Pull every line of the material below out word for word, and leave the pictures out of your answer.

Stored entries
==========

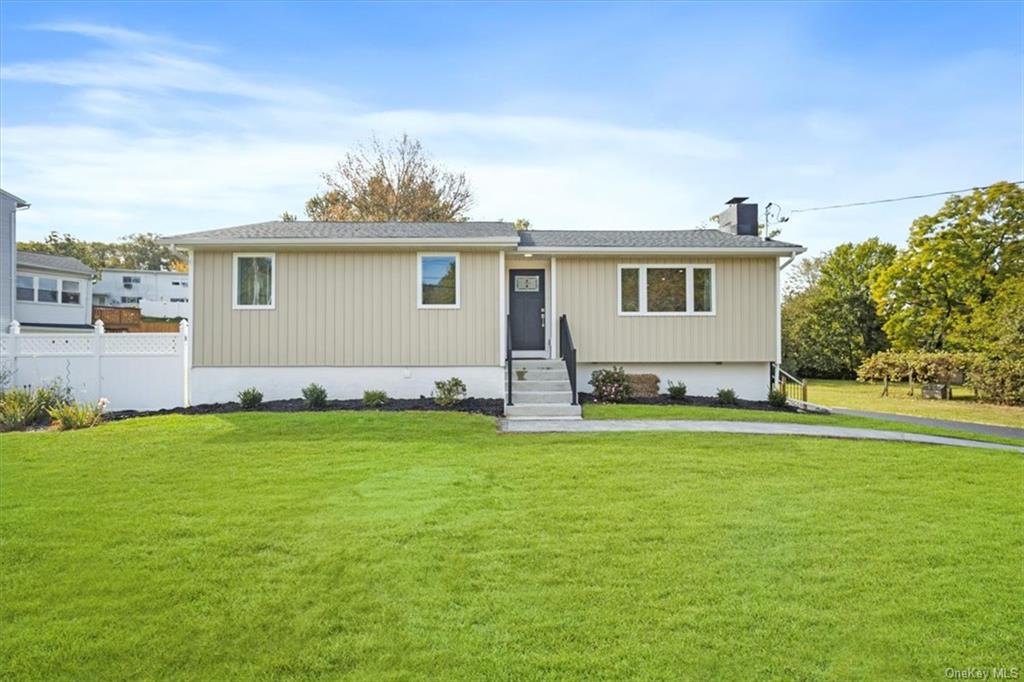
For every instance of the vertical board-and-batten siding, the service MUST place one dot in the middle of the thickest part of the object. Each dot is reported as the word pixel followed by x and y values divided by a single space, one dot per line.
pixel 742 329
pixel 338 308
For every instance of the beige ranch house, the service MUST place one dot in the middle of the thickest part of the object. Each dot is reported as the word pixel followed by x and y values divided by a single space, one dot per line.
pixel 521 315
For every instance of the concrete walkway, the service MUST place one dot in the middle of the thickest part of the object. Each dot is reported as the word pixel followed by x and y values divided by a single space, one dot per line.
pixel 758 428
pixel 987 429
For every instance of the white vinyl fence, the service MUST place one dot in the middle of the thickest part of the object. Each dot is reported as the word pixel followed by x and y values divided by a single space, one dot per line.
pixel 132 371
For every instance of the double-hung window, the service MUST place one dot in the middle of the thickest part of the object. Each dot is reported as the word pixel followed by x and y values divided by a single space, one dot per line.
pixel 254 279
pixel 666 290
pixel 437 281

==========

### Written solution
For every instance of the vertical board-and-batten siding, the service MUST place one dot in the middle of the thickest part of the object. Each dot is reported as the word pixel followed by x and y values divided by a single space, one dot per line.
pixel 742 329
pixel 338 308
For every instance of the beige ranch house, the service MUST place one dot in the middle of the thickest part of the object. Each dot is reported as the word pixel followed by x and y values divided by a single space, one dot per line.
pixel 521 315
For every instance of the concrete walkway, the service MUST place one dot in the middle of the thickest part of the object. Each dot is reported as the word pixel followed by x and y values divided by a single space, one dot per line.
pixel 758 428
pixel 987 429
For every instance of the white vinyl fence, the service MUST place one dot in the middle of the thickest part of the object. Each dot is reported as the word pixel followed by x and y values divided by a single space, one dot per line.
pixel 132 371
For every instance of the double-hung window, the service MUST place one dot in the middle of the thickest part of the object. Each dot is reported as the word pixel followed by x and y values divided by a single space, one dot per line.
pixel 254 279
pixel 666 290
pixel 437 281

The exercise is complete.